◆ **TEXTE FOURNI**:
====

Mélanome in situ : faut-il vraiment élargir l’exérèse chirurgicale ?

Des pratiques remises en question

Depuis plusieurs décennies, les recommandations européennes et américaines préconisent une reprise chirurgicale élargie après la biopsie-exérèse d’un mélanome cutané in situ (MIS). L’objectif : réduire le risque de récidive locale. Mais une étude grecque récente vient bousculer ce dogme, suggérant qu’une telle reprise pourrait être inutile lorsque les marges initiales sont saines.

Une cohorte suivie plus de 30 ans

L’étude, menée à l’hôpital universitaire Andreas Syggros d’Athènes, a inclus 401 patients porteurs de MIS non lentigo malin (LM) et non mélanome lentigineux acral (ALM). Ces sous-types, connus pour leur agressivité locale, ont volontairement été exclus.

  • Âge médian des patients : 52 ans
  • Localisation la plus fréquente : le tronc (près de 50 % des cas)
  • Suivi médian : 5,2 ans

La grande majorité des patients (92,3 %) ont bénéficié d’une reprise chirurgicale élargie. Mais certains cas ont été suivis différemment, permettant de comparer les stratégies.

Résultats : zéro récidive quand les marges sont saines

  • 30 patients dont la première exérèse présentait déjà des marges saines n’ont pas eu de reprise. Après un suivi médian de plus de 8 ans, aucune récidive n’a été observée.
  • 23 patients ont eu une reprise avec des marges plus petites que les 0,5 cm recommandés (moyenne 0,36 cm). Là encore, aucune récidive signalée.
  • Une seule récidive locale est apparue, chez un patient dont les marges étaient atteintes à la première exérèse et qui n’avait pas eu de reprise.

À noter : 6 patients ont présenté des lésions suspectes près de la cicatrice, mais il s’agissait en réalité de naevus bénins ou de lentigos solaires. Aucun cas de métastase ni de décès lié au mélanome n’a été recensé.

Des données convergentes

Les résultats grecs rejoignent ceux de plusieurs autres études :

  • Royaume-Uni (2015-2021) : 250 patients suivis 30 mois, zéro récidive même avec marges réduites ou absence de reprise.

====

Éléments enregistrés
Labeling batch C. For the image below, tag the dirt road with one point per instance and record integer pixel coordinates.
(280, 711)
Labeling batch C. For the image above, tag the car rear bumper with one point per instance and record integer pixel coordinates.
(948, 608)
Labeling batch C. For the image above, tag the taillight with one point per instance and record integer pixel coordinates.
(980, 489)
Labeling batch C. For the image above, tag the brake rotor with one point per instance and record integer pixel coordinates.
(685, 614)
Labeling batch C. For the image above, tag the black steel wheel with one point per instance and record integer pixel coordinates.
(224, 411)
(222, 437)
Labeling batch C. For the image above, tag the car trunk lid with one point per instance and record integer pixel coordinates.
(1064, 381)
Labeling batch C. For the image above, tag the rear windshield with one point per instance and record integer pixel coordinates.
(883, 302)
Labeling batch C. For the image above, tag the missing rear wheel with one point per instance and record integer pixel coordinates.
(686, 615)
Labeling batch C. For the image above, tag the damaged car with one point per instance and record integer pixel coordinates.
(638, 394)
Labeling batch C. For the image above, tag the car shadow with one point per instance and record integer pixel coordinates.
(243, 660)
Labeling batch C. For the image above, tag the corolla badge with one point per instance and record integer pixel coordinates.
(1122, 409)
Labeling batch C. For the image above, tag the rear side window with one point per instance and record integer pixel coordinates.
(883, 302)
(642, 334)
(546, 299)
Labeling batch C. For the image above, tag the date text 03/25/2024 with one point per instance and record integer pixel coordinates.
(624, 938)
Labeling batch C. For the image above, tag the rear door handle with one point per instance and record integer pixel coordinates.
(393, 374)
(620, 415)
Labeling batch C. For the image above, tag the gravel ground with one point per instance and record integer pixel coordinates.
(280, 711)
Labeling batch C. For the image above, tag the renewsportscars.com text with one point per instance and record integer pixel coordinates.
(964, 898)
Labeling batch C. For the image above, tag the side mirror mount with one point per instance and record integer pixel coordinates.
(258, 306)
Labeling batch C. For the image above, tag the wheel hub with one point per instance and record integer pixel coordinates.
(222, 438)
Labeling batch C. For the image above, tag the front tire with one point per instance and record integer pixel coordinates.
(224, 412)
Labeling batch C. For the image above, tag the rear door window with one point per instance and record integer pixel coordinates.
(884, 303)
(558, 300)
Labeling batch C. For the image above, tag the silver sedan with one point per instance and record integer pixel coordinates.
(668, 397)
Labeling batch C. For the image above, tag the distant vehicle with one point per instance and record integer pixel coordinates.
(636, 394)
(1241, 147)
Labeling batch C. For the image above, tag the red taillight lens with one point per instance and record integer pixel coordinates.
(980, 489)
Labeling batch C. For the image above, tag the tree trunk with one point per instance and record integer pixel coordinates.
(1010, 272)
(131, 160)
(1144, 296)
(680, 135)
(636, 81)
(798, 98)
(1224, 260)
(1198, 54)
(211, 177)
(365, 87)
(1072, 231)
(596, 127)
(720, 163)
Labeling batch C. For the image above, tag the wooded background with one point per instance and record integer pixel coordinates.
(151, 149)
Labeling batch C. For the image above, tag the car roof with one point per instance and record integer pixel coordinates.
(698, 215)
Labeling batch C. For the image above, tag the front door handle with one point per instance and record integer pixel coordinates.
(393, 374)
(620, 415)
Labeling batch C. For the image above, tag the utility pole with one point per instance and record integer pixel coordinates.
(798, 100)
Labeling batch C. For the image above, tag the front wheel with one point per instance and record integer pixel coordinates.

====

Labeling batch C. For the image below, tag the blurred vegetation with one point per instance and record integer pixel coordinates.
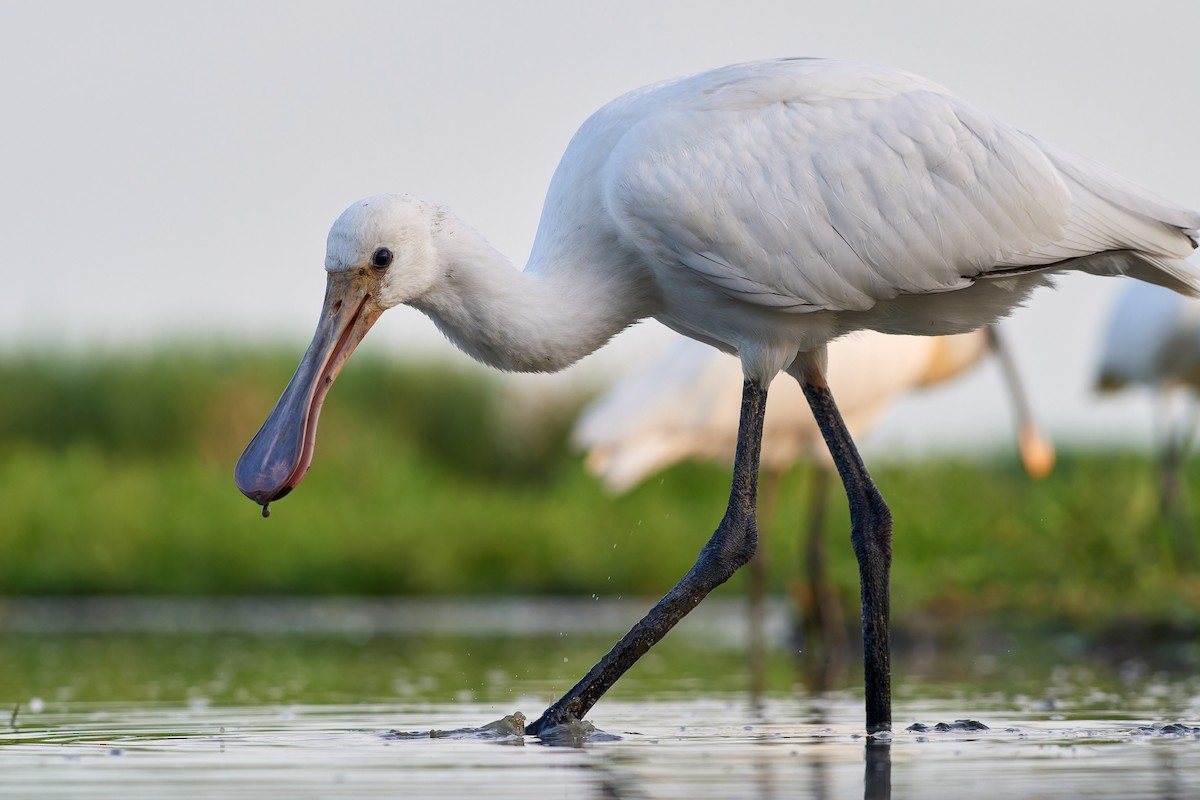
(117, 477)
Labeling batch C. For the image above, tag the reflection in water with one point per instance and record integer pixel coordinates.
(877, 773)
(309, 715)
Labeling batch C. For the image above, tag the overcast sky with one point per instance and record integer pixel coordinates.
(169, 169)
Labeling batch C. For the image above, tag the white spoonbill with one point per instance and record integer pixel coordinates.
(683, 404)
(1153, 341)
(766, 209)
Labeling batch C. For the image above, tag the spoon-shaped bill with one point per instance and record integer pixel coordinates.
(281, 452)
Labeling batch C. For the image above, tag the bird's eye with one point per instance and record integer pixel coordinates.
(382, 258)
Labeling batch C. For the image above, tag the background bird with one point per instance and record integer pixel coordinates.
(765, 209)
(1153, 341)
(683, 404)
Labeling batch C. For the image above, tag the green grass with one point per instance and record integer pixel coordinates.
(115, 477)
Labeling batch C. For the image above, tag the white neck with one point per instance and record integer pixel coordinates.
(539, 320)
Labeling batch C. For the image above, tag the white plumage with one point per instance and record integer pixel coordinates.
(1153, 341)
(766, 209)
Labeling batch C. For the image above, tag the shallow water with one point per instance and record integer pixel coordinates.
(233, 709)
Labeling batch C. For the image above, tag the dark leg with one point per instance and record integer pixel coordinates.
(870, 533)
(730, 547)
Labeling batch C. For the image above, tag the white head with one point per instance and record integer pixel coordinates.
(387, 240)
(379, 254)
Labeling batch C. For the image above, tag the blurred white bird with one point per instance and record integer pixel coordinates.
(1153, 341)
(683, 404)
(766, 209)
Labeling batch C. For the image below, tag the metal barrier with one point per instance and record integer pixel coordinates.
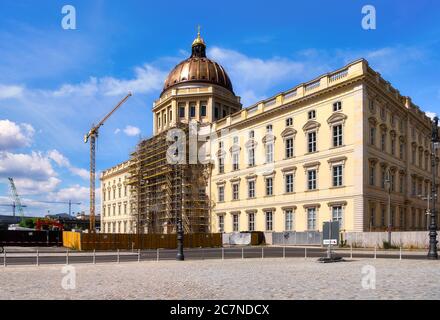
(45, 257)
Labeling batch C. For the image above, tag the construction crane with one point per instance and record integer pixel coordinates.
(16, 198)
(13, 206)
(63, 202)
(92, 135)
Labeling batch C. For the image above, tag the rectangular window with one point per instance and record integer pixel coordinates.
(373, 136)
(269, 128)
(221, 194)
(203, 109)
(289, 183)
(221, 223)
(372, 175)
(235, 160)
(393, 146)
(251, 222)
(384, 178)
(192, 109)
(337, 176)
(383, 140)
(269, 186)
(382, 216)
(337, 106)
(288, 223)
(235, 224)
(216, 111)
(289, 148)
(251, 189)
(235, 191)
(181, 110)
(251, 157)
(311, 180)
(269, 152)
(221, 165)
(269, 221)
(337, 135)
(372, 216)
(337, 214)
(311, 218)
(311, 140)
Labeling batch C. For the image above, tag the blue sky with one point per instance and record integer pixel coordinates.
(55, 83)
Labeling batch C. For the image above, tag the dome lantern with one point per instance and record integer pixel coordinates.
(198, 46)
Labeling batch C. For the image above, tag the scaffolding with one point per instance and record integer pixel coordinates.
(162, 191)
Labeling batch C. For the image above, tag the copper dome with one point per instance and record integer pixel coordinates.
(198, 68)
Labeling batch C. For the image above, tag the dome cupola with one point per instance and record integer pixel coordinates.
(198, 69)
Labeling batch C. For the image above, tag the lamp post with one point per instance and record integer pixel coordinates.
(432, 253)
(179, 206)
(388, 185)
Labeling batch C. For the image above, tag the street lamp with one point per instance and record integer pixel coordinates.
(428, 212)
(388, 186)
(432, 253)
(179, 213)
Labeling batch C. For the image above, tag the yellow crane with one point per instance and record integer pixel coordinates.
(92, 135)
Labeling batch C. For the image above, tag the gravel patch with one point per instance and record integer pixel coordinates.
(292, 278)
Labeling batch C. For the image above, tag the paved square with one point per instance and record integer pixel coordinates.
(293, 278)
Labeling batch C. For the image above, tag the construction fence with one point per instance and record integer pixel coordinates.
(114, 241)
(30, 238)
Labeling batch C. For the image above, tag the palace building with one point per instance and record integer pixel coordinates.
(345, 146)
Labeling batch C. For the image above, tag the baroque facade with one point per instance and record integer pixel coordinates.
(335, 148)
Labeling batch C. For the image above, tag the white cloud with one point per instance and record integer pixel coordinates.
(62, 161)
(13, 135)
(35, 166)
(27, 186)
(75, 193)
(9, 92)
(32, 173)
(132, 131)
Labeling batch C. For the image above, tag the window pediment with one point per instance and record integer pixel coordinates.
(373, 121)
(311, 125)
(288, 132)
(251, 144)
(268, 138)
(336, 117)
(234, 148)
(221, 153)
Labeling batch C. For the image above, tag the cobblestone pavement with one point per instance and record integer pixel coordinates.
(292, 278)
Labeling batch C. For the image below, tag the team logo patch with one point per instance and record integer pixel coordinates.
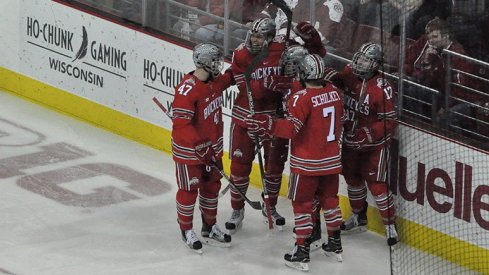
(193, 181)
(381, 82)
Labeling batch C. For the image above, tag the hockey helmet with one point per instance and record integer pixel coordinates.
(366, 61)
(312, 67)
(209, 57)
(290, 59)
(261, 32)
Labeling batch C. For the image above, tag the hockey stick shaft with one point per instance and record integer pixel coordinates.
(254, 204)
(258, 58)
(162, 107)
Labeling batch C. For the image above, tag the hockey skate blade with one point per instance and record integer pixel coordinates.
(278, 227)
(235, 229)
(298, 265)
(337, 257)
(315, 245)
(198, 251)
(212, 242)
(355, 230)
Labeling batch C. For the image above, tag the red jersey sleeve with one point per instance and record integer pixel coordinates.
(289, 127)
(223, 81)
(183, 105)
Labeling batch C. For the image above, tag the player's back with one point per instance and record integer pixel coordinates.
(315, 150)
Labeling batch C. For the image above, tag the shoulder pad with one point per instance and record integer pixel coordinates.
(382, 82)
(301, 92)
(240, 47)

====

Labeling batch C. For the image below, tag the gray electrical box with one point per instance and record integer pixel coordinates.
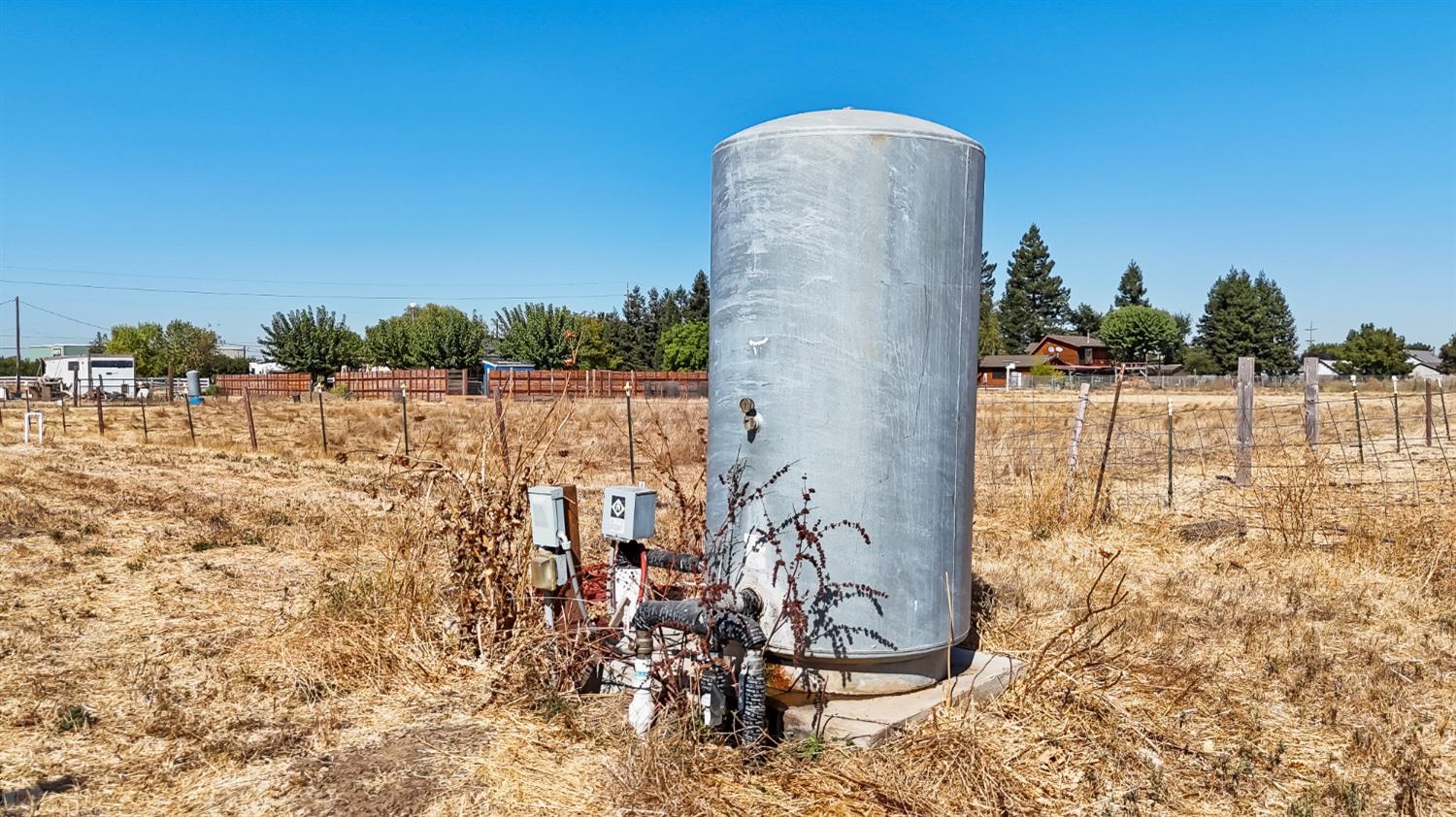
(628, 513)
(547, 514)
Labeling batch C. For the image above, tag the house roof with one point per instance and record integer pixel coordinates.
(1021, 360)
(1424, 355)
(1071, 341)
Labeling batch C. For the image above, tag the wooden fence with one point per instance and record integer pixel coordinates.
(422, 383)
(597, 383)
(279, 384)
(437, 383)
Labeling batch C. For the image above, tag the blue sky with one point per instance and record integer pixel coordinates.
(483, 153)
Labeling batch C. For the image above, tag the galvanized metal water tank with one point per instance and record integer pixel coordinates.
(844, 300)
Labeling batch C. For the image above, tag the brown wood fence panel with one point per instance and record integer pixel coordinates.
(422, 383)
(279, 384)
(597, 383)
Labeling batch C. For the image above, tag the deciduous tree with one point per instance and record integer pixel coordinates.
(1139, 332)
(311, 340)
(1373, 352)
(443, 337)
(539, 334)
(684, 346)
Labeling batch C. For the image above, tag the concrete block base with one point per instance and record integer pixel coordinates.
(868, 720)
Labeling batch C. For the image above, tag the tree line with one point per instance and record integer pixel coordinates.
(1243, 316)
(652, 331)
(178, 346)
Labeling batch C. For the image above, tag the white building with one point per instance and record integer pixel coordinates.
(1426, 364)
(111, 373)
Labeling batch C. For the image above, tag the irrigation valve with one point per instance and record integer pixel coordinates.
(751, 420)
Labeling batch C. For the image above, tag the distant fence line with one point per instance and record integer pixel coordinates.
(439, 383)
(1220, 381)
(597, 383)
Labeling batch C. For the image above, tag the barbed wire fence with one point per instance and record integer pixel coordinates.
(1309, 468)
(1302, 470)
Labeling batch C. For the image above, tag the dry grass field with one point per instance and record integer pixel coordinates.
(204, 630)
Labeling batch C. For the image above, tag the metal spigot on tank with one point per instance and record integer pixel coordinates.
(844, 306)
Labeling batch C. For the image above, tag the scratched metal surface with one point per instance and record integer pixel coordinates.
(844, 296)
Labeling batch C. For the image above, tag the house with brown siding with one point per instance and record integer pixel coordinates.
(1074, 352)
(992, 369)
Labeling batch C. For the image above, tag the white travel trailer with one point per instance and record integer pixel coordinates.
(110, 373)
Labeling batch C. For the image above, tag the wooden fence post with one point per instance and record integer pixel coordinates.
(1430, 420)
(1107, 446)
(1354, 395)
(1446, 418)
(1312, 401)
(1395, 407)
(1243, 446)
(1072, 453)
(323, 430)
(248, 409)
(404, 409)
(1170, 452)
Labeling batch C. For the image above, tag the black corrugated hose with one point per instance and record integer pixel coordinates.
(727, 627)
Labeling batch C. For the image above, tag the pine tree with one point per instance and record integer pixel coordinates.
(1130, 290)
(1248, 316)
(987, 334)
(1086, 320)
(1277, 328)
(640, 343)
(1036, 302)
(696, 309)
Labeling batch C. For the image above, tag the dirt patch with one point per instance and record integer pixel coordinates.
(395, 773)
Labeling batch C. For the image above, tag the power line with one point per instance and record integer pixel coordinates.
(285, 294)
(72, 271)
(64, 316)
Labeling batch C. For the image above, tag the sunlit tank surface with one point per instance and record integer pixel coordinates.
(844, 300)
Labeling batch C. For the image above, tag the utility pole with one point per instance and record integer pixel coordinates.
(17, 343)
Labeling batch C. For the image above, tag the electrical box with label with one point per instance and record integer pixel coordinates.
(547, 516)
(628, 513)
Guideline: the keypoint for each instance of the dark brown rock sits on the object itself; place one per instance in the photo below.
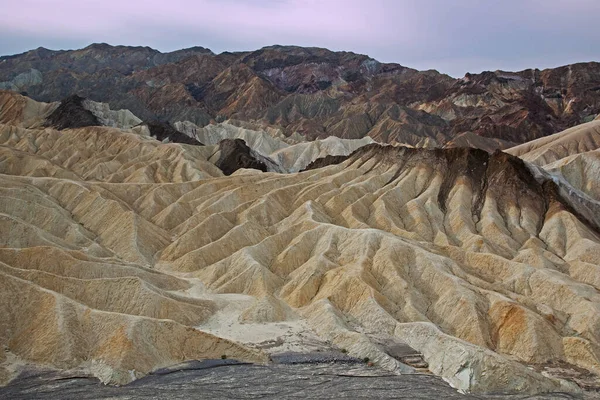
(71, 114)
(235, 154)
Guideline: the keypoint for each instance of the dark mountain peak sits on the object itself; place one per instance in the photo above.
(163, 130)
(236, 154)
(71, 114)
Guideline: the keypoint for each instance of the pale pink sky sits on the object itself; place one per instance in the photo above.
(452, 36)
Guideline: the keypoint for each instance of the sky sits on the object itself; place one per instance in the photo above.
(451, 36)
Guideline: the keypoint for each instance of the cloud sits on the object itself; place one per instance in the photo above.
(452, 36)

====

◆ **CONSIGNE**: Recopiez le texte sur le mélanome in situ en commençant aux mots « Des pratiques remises » et en vous arrêtant après « 50 % des cas) », mais remplacez « tronc » par « dos ». Les enregistrements forment un ensemble distinct du texte.

◆ **SOLUTION PROPOSÉE**:
Des pratiques remises en question

Depuis plusieurs décennies, les recommandations européennes et américaines préconisent une reprise chirurgicale élargie après la biopsie-exérèse d’un mélanome cutané in situ (MIS). L’objectif : réduire le risque de récidive locale. Mais une étude grecque récente vient bousculer ce dogme, suggérant qu’une telle reprise pourrait être inutile lorsque les marges initiales sont saines.

Une cohorte suivie plus de 30 ans

L’étude, menée à l’hôpital universitaire Andreas Syggros d’Athènes, a inclus 401 patients porteurs de MIS non lentigo malin (LM) et non mélanome lentigineux acral (ALM). Ces sous-types, connus pour leur agressivité locale, ont volontairement été exclus.

  • Âge médian des patients : 52 ans
  • Localisation la plus fréquente : le dos (près de 50 % des cas)